**Text segment:**
────────────────────
By Milcah Rajula & Noah Lusaka
On 26th February, Sauti Ya Mwananchi Radio, 100.9FM, held a morning radio talk show focused on impacts of climate change and food security in Baringo County. Specifically, the programme focused on community adaptation strategies being implemented such as climate smart agriculture (CSA).
Guests in the show from Baringo County included: Mrs. Alice Sauroki -Chairlady of Nolororo Women Group based at Eldume, Ilchamus Ward; Ms Jennifer Kipkazi -Director Ministry of Environment, Natural Resources, Energy and Mining; Mr. Titus Pario-traditional weather forecaster from Lake 94; Mr. Noah Lusaka, Projects Manager- Arid Lands Information Network (ALIN); and Mr. Kurunzi, host of the show.
Mr. Titus Pario, the Traditional weather forecaster, predicts that, “With the differentiation of weather patterns faced in Baringo County, the long rains which are usually expected in March will not be enough. They should instead be anticipated in August therefore farmers should be preparing their farms close to that time”.
────────────────────
**Data provided:**

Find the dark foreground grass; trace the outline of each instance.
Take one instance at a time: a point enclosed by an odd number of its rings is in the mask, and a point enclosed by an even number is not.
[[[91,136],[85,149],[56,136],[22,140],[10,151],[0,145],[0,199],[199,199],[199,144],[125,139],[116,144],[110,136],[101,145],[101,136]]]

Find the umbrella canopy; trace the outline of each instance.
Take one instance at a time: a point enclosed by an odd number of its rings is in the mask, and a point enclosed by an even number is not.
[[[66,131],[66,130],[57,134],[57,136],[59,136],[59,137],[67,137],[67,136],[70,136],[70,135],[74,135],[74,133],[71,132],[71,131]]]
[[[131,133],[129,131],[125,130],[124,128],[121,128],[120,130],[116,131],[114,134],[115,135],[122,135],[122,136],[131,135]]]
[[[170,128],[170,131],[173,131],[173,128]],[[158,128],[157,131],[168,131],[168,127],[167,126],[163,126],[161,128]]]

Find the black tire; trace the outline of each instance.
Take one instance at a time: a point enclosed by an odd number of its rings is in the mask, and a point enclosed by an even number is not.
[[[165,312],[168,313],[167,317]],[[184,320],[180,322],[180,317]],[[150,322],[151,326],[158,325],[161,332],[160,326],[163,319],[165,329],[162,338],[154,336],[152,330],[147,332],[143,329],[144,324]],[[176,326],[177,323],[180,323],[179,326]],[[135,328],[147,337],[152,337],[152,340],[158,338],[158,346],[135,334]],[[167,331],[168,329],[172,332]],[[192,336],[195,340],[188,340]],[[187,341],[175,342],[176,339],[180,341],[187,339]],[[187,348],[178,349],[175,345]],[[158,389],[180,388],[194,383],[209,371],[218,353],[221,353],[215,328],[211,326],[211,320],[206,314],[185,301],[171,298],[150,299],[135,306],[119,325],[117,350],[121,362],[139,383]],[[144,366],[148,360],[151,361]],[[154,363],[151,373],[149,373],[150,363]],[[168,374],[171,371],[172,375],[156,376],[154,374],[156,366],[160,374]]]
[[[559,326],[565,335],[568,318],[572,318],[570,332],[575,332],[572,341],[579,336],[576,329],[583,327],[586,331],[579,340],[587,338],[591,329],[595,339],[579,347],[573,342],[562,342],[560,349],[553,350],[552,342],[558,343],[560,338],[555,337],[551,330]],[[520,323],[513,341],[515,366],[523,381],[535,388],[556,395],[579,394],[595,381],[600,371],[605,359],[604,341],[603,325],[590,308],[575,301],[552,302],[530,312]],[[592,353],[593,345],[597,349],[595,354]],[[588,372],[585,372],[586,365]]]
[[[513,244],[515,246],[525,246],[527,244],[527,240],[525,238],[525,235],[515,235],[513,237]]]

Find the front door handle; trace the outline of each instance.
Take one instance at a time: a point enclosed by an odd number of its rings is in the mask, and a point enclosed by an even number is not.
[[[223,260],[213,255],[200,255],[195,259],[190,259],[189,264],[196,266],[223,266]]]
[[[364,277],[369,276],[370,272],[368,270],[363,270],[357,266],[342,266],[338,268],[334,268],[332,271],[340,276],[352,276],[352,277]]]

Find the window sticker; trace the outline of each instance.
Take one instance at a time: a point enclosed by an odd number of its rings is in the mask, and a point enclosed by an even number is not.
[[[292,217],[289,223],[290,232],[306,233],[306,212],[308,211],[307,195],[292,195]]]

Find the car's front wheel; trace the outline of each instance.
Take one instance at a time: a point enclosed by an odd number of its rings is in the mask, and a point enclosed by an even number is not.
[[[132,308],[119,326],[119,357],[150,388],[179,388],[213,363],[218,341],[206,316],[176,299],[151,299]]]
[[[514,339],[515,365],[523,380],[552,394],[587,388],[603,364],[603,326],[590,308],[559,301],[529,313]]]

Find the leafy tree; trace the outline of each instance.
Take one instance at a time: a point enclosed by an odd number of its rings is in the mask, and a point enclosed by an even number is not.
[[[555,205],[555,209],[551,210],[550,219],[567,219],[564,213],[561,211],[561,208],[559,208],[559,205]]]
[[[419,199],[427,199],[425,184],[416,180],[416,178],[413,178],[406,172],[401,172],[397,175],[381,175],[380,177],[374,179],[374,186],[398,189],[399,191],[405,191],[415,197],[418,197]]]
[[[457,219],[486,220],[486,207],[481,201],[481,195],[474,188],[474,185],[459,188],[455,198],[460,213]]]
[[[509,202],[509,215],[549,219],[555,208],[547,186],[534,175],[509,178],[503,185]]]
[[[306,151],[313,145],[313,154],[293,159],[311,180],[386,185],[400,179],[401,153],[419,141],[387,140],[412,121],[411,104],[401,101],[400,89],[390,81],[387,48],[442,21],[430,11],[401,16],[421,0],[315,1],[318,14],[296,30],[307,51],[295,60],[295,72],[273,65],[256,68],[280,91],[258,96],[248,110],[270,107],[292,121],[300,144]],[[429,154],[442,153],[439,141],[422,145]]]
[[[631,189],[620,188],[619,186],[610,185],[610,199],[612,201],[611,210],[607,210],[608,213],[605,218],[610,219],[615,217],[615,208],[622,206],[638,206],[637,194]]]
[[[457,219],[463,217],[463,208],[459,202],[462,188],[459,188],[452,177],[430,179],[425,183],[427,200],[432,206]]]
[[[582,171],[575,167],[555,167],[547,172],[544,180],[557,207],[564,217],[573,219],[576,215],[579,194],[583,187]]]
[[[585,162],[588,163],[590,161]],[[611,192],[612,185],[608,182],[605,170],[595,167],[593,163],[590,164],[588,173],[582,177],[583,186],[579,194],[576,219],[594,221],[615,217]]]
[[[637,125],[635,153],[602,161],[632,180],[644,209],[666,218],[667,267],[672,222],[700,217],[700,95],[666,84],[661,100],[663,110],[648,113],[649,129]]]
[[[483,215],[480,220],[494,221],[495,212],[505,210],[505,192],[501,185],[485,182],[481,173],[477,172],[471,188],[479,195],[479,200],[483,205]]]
────────────────────
**Exercise tasks:**
1) In the account of the Baringo County radio talk show, in which month does the traditional weather forecaster say the long rains should be expected instead of March?
2) Continue the account of the Baringo County radio talk show on climate change and food security, picking up right after the forecaster's quoted prediction.

**Answers for the tasks:**
1) August

2)
Consequently, Nolororo Women Group which was formed in 2006 and has a total number of 15 members has partnered with ALIN and other partners namely: Act. Change. Transform! (Act!); Embassy of Sweden and Ministry of Environment, Water and Natural Resources among others in implementing a climate smart agriculture project. The main aim is to strengthen the communities’ resilience to impacts of climate change while conserving natural resources and also serves as income generating venture.
Climate smart agriculture involves using technologies that can assist farmers in transitioning from traditional farming strategies to new climate-aware ones. These technologies focus on improved water management through water harvesting and use of drip irrigation, soil and water conservation measures, mulching, intercropping, introduction of drought tolerant crops and practicing agroforestry among others.
According to Food and Agriculture Organization, climate smart agriculture consists of three main pillars:
- sustainably increasing agricultural productivity and incomes (food security);
- adapting and building resilience to climate change (adaptation); and
- reducing and/or removing greenhouse gas emissions (mitigation), where possible.
The Nolororo Women Group was supported by ALIN to establish a solar powered drip irrigation system for horticultural production within 1.2 acre farm. “The implementation of the drip irrigation system has helped us a lot especially during the dry season when the rains were very unreliable. As a group we dug a farm water pond where we harvest water from River Molo for storage on our farm.”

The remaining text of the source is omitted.